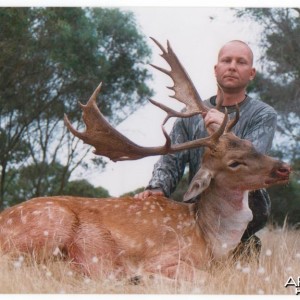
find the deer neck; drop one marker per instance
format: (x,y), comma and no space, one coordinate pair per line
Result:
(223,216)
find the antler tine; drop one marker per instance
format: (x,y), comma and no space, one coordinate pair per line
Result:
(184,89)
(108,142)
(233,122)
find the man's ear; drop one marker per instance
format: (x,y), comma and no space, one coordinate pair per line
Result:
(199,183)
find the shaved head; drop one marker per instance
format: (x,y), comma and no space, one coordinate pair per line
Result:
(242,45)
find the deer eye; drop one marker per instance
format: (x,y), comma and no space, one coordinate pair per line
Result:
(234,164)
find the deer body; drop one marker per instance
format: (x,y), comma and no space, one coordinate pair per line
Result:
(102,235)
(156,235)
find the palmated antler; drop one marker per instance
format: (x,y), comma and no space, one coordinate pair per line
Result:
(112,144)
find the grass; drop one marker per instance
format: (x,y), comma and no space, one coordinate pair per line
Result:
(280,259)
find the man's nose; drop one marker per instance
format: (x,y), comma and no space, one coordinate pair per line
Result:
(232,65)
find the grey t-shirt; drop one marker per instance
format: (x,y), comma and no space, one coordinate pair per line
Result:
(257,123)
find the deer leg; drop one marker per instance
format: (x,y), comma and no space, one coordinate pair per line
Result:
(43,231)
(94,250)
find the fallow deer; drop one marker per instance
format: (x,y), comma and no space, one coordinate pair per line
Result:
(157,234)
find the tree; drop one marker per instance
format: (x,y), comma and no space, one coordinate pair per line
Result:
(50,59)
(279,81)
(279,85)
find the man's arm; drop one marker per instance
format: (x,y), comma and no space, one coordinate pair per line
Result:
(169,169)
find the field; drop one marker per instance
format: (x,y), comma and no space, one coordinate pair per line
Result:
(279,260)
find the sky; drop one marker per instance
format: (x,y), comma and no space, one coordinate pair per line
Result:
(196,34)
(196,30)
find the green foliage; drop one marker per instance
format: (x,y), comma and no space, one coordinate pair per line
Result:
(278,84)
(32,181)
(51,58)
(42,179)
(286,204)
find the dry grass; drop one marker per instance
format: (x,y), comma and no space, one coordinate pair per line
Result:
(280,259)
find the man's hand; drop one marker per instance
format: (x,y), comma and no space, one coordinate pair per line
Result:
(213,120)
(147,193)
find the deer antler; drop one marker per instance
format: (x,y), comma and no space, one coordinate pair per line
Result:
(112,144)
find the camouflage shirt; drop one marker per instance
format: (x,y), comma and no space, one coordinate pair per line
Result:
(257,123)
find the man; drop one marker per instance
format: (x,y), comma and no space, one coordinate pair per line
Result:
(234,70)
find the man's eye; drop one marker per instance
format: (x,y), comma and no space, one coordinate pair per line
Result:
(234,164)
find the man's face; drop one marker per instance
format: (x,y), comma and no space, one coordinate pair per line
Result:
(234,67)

◇ ◇ ◇ ◇ ◇ ◇ ◇

Set task: Format the data above as a JSON list of strings, starting at the line containing "find the man; drop one marker per instance" and running through the last line, inclusive. Use one string per line and skip blank lines.

Finished task:
[
  "find the man; drop one marker per instance",
  "format: (x,y), comma and no space, one coordinate pair per line",
  "Result:",
  "(234,70)",
  "find the man's eye; drop one marker per instance",
  "format: (x,y), comma and no space, one coordinate pair per line",
  "Result:",
  "(234,164)",
  "find the man's face; drop one marker per instance",
  "format: (x,y), comma and no space, one coordinate pair per line",
  "Result:",
  "(234,67)"
]